Exercise passage:
What symptoms really mean you have PMS? Many reliable sources suggest there are over 150 PMS symptoms. Academic studies typically rely on a mere 17 symptoms that are often considered to be the true PMS symptoms. Most women have some idea of what most of those 17 are, including cramping, bloating, irritability, anger, headaches, crying easily, and the like.
A 2011 paper published in the Journal of Women's Health followed 1,081 women who were seeking conventional medical treatment for PMS and attempted to determine which of their symptoms were the most accurate predictors of PMS. That is, which symptoms really distinguished PMS from "not-PMS"? Keep reading and you'll find out what they discovered!

Required actions:
a. In the text on PMS symptoms, rewrite the part that opens with the words containing "What symptoms really" and closes with "and the like.", substituting "premenstrual symptoms" for "PMS symptoms".
b. According to the text on PMS symptoms, how many women did the 2011 paper in the Journal of Women's Health follow?
c. Please write the next part of the text on PMS symptoms, picking up after its last sentence.

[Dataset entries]
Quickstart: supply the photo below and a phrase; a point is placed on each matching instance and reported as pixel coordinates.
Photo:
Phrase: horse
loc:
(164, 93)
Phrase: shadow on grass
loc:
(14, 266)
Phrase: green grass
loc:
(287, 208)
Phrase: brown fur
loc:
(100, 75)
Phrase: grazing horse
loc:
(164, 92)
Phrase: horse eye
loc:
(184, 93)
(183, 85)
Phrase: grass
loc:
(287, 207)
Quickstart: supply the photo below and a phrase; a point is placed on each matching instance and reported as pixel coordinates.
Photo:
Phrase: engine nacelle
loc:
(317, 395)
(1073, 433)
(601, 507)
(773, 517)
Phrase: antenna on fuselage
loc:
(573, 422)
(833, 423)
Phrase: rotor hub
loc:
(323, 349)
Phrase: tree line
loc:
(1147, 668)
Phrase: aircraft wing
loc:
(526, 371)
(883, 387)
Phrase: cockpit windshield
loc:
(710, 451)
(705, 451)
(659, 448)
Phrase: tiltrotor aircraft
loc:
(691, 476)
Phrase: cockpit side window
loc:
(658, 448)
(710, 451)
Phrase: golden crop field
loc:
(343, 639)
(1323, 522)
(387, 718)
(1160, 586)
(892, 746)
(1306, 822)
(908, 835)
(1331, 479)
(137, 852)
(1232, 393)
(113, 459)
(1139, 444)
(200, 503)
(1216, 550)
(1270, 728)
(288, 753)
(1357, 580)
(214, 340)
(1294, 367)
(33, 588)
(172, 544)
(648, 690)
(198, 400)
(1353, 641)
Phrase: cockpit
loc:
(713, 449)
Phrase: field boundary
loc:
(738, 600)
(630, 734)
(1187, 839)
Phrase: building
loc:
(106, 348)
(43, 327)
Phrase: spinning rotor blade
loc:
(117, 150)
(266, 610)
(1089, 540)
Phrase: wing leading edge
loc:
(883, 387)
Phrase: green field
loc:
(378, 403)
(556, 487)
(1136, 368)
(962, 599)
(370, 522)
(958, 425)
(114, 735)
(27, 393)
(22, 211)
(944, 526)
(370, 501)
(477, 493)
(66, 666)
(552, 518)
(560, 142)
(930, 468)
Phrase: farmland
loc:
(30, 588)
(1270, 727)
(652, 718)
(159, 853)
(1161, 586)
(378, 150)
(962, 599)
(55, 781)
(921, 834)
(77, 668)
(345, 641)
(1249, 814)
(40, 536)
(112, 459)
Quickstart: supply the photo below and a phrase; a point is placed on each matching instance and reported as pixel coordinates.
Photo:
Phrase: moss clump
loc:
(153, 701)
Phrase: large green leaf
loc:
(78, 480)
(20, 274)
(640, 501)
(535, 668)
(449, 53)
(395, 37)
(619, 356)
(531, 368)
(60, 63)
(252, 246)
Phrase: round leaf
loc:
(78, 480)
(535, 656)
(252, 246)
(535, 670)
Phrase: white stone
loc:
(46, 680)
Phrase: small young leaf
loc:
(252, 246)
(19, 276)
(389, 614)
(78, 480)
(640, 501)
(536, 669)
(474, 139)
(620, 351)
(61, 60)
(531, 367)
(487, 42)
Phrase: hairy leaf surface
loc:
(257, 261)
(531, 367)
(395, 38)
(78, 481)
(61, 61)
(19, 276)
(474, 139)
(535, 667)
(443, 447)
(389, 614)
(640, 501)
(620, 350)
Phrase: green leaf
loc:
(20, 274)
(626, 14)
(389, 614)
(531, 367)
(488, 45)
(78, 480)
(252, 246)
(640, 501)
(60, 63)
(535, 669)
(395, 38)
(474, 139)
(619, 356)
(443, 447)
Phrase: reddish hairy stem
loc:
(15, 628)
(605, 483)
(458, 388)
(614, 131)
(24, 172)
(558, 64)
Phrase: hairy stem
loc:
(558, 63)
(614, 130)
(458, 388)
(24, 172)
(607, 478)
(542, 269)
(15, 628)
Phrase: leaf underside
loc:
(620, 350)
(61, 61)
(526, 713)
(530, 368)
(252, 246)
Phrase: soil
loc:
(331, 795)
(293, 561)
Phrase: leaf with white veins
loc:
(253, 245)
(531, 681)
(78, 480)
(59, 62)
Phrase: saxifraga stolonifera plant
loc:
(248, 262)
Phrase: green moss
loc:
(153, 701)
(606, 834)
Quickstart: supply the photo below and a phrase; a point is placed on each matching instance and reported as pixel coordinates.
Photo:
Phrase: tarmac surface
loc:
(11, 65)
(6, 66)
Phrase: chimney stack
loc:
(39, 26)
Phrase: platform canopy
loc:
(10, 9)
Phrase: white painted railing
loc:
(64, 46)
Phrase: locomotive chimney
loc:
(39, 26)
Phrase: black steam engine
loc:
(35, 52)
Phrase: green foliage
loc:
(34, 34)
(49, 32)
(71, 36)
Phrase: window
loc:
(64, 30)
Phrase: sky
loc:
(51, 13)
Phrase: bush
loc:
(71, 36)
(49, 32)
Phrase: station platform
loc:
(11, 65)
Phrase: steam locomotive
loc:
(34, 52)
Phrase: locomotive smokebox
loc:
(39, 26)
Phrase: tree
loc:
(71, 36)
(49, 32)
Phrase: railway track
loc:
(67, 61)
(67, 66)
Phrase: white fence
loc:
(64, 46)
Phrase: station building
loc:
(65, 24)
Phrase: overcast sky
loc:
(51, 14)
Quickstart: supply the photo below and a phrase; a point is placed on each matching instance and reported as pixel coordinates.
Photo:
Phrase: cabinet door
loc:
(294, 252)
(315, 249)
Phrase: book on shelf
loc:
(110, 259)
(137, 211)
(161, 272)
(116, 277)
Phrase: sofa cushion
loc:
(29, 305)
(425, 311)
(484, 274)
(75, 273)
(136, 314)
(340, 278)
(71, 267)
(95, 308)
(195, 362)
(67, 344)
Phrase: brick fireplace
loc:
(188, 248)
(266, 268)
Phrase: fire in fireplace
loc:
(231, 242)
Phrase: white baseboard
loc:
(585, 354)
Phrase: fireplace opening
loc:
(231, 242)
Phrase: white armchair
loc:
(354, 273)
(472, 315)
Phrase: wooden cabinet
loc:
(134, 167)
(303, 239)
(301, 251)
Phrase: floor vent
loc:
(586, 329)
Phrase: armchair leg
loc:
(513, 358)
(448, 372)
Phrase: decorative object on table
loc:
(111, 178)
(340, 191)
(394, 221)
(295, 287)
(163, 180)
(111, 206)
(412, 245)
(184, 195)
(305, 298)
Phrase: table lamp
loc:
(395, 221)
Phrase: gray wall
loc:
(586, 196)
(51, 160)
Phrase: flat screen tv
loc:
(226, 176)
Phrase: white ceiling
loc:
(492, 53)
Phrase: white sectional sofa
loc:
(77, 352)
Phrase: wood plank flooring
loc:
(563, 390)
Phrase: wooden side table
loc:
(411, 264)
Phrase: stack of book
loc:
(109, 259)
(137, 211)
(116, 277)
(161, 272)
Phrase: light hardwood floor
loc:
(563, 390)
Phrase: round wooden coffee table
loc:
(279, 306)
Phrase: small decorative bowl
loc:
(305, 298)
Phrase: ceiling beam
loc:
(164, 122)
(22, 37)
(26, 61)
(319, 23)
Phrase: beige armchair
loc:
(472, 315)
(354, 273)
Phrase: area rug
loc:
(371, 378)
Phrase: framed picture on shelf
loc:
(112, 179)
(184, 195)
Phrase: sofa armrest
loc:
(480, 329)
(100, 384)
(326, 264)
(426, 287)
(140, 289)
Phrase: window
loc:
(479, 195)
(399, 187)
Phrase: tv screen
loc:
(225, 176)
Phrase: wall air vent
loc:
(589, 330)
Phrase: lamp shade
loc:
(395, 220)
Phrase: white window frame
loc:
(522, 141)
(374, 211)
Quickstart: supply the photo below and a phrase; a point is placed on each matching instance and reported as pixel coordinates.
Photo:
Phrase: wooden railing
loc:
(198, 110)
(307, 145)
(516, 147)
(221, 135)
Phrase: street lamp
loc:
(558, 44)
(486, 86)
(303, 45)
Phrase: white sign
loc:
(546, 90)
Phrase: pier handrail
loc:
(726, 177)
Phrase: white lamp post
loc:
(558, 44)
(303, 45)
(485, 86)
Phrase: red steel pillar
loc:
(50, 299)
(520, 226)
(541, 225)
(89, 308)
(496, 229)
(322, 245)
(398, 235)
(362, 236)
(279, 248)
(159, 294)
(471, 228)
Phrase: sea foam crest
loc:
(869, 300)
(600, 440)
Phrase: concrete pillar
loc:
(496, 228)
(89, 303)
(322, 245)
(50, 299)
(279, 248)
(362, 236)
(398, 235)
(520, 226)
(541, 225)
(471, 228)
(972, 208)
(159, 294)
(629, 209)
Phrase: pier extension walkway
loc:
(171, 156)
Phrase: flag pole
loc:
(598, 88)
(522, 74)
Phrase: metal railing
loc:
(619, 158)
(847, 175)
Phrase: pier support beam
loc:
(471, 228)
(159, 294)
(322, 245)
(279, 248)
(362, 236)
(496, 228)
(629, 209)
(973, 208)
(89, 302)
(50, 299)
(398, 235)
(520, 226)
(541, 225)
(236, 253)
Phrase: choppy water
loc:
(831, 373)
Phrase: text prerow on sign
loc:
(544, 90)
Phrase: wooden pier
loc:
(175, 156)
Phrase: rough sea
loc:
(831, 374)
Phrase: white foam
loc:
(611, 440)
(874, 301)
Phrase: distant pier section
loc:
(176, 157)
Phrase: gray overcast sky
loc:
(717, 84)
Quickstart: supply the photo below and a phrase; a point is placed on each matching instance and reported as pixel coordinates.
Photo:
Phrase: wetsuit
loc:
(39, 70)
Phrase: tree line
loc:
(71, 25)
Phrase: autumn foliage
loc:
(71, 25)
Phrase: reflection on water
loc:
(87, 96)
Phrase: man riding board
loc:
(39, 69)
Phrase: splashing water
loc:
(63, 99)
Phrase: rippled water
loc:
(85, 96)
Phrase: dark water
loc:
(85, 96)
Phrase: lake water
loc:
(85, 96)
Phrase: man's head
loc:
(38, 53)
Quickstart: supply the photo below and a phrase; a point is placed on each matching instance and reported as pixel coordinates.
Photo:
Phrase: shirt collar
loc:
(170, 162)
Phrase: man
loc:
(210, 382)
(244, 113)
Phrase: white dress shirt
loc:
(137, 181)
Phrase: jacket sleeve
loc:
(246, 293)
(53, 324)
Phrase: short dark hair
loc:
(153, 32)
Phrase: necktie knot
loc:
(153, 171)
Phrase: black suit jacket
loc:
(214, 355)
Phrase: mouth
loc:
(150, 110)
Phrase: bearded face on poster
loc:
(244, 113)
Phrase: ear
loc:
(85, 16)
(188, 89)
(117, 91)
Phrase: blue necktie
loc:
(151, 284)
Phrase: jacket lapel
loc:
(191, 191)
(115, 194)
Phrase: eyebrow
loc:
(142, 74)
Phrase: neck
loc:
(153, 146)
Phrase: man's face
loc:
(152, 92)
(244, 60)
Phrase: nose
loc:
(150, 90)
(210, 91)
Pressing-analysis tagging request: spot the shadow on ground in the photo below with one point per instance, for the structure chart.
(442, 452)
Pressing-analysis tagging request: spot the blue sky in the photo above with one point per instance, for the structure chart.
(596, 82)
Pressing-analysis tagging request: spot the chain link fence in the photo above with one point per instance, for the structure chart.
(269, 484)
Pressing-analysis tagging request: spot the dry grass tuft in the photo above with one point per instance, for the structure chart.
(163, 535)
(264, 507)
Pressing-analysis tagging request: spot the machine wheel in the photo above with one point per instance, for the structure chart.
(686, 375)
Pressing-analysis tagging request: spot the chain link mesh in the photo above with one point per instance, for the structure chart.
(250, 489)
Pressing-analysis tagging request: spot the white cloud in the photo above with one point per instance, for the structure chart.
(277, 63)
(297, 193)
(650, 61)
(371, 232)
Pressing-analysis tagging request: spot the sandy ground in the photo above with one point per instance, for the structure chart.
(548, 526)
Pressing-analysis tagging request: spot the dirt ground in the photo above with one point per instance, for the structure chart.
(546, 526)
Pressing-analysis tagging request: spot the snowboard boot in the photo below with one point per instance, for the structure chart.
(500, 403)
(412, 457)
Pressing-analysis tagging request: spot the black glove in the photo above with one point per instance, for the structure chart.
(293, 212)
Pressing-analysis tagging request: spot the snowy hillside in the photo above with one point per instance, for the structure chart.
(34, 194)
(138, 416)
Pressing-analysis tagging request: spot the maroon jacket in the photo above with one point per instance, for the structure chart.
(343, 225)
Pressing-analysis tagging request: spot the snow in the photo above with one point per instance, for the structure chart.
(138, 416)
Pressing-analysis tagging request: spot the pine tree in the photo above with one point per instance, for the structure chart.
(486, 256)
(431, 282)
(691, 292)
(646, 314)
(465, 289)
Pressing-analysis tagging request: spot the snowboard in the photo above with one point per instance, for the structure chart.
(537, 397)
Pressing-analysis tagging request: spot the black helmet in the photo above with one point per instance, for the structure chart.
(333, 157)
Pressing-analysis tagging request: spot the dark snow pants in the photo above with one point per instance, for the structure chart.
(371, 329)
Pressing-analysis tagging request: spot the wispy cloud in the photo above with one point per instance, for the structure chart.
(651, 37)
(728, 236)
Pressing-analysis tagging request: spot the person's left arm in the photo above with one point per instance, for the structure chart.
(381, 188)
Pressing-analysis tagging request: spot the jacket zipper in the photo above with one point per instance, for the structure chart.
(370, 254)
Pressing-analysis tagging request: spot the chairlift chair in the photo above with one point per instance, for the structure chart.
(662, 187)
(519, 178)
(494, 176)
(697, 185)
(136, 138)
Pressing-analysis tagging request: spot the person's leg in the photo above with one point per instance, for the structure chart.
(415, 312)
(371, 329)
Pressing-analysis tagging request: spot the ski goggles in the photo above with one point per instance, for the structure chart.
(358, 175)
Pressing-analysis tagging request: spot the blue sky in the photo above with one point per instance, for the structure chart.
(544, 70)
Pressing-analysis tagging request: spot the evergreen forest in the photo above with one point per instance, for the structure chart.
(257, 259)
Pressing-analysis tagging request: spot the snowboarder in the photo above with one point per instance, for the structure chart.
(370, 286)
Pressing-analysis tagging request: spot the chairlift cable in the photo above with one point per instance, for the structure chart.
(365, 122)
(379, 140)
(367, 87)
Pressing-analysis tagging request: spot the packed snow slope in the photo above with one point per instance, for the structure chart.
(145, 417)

Answers for the tasks:
a.
What symptoms really mean you have PMS? Many reliable sources suggest there are over 150 premenstrual symptoms. Academic studies typically rely on a mere 17 symptoms that are often considered to be the true premenstrual symptoms. Most women have some idea of what most of those 17 are, including cramping, bloating, irritability, anger, headaches, crying easily, and the like.

b. 1,081 women.

c.
This might seem like a waste of time. After all, if you get crabby and crampy every month a week before your period, you have PMS, right? The problem is two-fold: it turns out that when people have to remember and record symptoms, their memory and accuracy are less than perfect. Apparently, we all have trouble comparing how we feel now to how we felt before; and our criteria for what a symptom is, or what its severity is or was, shifts continuously. So, it's important for researchers to be able to distinguish true PMS from "not-PMS."
An illustration might be in order: let's say our patient "Chantal" has actual clinical depression. It makes her lose interest in her usual activities and she has a tendency to withdraw from others when she's feeling down. And, like almost everyone with some depression, some days are better than others. Let's also say that, for cultural reasons, it's difficult for Chantal to admit depression (many cultures have a social taboo against psychological illness) but easier to admit to a condition that tends to be considered physical, like PMS. Since Chantal's symptoms are worse on some days than others, it's fairly easy to pay closer attention before the period and conclude that that is when the symptoms are occurring the most. Chantal probably isn't aware of her own cultural bias either, so she does not have an objective view of her own symptoms.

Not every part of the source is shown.